Given passage:
Building a profession


At the beginning of the 20th century, the population of England and Wales was 32.5 million.

There were 16,000 practising solicitors.

The present population of 52 million requires almost 90,000 practising solicitors.

It was estimated that the practising bar a century ago consisted of between 660 and 1,450 barristers out of a total of 4,000 who had been called.

Although the numbers, working circumstances and social origins of lawyers in the first quarter of the last century differed considerably from their 21st century equivalents, their concerns were surprisingly similar.

Money as always was a topic of importance.

An overcrowded profession

Money, or the lack of it, restricted entry to the law in 1903.

Articled clerks were required to pay premiums to their training principals of several hundred pounds, stamp duty of 80 on articles (at a time when average industrial earnings were 60 a year), received no salary during articles of up to five years' duration, and once qualified were subject to annual certificate duty of 6 to 9.

To put this further in context, Harold Kay of Blackpool, a solicitor's clerk, managed to save 120 from his Army pay during the First World War so that he could enter into articles on his return; 80 of that went in stamp duty.

The Law Society, first legally constituted as the Law Institution in 1825, accepted the high rates of stamp duty on articles after 1870 as one way of limiting entrance to a profession regarded by many as overcrowded, and instituted examinations in 1836 in an attempt to prevent unqualified people from holding themselves out as attorneys.

The Solicitors Act 1860 further refined the system into a preliminary examination including Latin before articles, an intermediate examination half-way through articles and a finals examination on completion of articles.

Data lines:
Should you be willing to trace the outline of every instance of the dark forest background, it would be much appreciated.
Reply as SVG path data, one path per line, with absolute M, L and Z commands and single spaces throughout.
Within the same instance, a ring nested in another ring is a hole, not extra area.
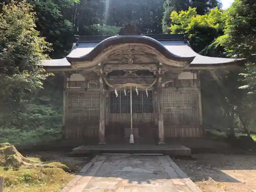
M 61 74 L 42 59 L 60 59 L 74 35 L 115 35 L 133 22 L 143 34 L 188 34 L 201 54 L 247 59 L 231 72 L 204 71 L 204 126 L 212 133 L 255 138 L 256 3 L 236 0 L 0 0 L 0 143 L 60 139 Z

List of tasks:
1. Using the passage on building a profession, decide whether each statement agrees with it. Answer yes or no for each and quote the words that decide it.
(a) The Law Society instituted examinations in 1836.
(b) Articled clerks were paid a salary during their articles.
(c) The present population is said to require about 60,000 practising solicitors.
2. Reproduce the passage on building a profession word for word, starting at "To put this" and ending at "in stamp duty.".
Base your answers on the passage about building a profession alone.

Task responses:
1.
(a) Yes: "instituted examinations in 1836 in an attempt to prevent unqualified people from holding themselves out as attorneys"
(b) No: "received no salary during articles of up to five years' duration"
(c) No: "The present population of 52 million requires almost 90,000 practising solicitors."

2.
To put this further in context, Harold Kay of Blackpool, a solicitor's clerk, managed to save 120 from his Army pay during the First World War so that he could enter into articles on his return; 80 of that went in stamp duty.